- **Aim**
Identify each of the lines below that contains the string "item" and reproduce those lines in full.

- **Extracted data**
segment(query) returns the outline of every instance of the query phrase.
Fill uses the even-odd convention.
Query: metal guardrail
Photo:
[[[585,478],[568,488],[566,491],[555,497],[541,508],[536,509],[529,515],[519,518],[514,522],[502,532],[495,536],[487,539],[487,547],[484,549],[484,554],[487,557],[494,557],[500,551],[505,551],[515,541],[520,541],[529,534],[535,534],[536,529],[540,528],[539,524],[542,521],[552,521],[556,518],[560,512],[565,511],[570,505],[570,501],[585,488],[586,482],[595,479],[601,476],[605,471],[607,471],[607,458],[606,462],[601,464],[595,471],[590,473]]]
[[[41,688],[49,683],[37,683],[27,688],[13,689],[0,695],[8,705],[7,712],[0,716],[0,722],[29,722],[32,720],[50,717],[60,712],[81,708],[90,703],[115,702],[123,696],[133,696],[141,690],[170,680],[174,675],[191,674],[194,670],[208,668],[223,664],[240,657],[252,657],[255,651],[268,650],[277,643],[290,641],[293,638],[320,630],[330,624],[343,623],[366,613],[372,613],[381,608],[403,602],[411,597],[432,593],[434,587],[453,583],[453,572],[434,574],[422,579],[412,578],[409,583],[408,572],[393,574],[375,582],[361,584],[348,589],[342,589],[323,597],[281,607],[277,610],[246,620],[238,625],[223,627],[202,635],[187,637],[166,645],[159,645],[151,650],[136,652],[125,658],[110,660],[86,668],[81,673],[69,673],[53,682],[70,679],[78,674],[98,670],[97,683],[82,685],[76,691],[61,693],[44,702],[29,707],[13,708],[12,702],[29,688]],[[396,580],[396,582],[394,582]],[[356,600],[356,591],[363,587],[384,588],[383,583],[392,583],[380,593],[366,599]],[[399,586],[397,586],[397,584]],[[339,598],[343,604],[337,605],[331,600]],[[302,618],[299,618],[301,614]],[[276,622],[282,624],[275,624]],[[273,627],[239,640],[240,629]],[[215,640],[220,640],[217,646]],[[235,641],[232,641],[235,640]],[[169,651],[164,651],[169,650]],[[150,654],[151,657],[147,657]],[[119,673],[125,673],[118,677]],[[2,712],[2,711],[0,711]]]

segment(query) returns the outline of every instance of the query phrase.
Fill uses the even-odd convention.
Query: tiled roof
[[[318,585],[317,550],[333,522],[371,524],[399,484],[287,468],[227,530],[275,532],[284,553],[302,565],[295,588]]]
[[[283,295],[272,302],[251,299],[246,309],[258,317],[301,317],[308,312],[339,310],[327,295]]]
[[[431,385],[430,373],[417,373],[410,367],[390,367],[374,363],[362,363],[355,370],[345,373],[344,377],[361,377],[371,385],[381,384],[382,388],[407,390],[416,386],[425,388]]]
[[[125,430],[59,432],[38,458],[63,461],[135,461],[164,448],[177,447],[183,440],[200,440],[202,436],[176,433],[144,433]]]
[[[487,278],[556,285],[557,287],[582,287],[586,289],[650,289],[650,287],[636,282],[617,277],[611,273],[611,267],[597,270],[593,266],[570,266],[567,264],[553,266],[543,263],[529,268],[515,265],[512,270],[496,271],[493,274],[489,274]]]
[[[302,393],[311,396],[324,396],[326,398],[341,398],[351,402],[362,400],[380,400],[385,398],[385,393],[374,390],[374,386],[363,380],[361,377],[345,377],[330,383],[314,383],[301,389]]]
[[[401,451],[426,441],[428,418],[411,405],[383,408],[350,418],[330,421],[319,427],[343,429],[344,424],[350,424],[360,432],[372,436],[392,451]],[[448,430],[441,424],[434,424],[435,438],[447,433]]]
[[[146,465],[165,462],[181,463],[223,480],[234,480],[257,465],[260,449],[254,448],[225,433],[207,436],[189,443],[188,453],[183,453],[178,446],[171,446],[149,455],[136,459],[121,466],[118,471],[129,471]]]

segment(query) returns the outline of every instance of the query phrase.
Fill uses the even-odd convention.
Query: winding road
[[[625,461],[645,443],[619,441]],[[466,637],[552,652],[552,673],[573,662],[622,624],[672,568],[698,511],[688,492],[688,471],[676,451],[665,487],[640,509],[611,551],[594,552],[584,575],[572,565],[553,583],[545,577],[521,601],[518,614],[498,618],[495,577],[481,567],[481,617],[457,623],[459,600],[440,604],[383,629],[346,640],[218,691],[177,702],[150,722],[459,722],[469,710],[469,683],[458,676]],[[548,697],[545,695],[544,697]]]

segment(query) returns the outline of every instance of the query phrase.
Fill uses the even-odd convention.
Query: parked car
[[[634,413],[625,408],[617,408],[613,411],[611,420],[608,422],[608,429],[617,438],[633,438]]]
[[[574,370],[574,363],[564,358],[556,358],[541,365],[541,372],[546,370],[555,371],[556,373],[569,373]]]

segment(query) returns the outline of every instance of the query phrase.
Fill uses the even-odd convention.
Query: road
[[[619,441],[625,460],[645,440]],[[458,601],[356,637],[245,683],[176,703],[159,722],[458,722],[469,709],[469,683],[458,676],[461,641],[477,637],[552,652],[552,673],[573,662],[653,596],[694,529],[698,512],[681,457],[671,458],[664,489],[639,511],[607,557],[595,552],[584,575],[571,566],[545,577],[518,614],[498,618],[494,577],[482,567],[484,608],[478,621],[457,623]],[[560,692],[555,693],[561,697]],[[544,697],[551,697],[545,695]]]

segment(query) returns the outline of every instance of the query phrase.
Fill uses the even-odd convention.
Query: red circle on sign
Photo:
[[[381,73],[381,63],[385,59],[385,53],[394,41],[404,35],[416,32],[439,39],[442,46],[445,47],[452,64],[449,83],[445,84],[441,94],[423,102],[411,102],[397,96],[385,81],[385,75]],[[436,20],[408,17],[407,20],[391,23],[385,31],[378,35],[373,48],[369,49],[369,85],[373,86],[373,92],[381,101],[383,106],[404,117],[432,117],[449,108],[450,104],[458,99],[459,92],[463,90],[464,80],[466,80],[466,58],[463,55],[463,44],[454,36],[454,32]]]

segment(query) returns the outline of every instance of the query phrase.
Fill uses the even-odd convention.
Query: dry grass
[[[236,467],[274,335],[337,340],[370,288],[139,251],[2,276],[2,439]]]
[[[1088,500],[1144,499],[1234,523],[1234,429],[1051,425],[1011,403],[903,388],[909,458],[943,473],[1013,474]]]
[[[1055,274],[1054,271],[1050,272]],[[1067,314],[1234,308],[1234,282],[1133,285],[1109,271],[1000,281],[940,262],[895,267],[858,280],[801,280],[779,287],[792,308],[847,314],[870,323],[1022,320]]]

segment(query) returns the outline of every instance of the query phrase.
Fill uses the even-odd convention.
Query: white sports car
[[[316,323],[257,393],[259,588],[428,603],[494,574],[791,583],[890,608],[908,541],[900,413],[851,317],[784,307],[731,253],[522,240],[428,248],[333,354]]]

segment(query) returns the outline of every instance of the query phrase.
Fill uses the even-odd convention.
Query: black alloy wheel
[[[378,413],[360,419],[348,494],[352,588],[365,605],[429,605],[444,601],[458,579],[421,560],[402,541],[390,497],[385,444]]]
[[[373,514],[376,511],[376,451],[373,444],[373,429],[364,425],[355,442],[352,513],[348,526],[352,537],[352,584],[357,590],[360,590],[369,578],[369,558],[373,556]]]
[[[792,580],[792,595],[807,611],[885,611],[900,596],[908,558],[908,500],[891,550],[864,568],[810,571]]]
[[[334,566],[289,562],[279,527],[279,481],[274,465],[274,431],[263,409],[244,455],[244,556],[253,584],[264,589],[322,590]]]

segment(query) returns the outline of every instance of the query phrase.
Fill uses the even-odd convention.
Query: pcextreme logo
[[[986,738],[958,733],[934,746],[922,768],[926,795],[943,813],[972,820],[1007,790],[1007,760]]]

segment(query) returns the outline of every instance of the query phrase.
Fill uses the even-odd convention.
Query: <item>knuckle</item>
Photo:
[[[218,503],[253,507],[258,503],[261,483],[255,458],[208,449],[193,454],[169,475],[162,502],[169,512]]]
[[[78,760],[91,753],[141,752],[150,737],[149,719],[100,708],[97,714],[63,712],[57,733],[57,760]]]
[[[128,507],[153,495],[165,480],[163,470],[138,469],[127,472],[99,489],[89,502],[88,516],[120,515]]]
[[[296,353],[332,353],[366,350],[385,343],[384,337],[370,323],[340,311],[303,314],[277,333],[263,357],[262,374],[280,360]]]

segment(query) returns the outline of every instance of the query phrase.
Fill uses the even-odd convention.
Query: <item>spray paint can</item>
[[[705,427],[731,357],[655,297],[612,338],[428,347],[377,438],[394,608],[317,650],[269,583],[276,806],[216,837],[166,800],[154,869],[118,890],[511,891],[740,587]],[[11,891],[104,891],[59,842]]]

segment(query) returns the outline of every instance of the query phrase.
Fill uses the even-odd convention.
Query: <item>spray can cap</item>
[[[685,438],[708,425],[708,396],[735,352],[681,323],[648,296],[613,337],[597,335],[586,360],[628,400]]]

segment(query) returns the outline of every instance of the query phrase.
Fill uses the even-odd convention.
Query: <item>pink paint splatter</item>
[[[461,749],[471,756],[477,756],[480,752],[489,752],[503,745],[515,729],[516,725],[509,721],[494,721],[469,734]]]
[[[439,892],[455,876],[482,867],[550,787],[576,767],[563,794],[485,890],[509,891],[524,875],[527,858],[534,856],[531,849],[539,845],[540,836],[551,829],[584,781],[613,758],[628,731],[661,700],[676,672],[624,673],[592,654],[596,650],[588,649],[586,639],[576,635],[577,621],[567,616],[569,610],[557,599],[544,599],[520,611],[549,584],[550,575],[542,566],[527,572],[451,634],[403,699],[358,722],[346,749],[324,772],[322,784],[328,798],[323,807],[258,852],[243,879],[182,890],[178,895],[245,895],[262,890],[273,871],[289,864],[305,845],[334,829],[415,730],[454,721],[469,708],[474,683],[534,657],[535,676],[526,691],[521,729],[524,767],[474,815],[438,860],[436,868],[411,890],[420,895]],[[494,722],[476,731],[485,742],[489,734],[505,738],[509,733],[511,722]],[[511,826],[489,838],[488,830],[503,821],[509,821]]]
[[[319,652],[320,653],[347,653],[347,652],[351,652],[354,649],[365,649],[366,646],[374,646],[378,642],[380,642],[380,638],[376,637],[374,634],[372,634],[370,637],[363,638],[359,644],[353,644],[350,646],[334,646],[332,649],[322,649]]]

- **Finished task**
Query: <item>knuckle</item>
Query: <item>spray paint can</item>
Query: <item>spray can cap</item>
Query: <item>pink paint splatter</item>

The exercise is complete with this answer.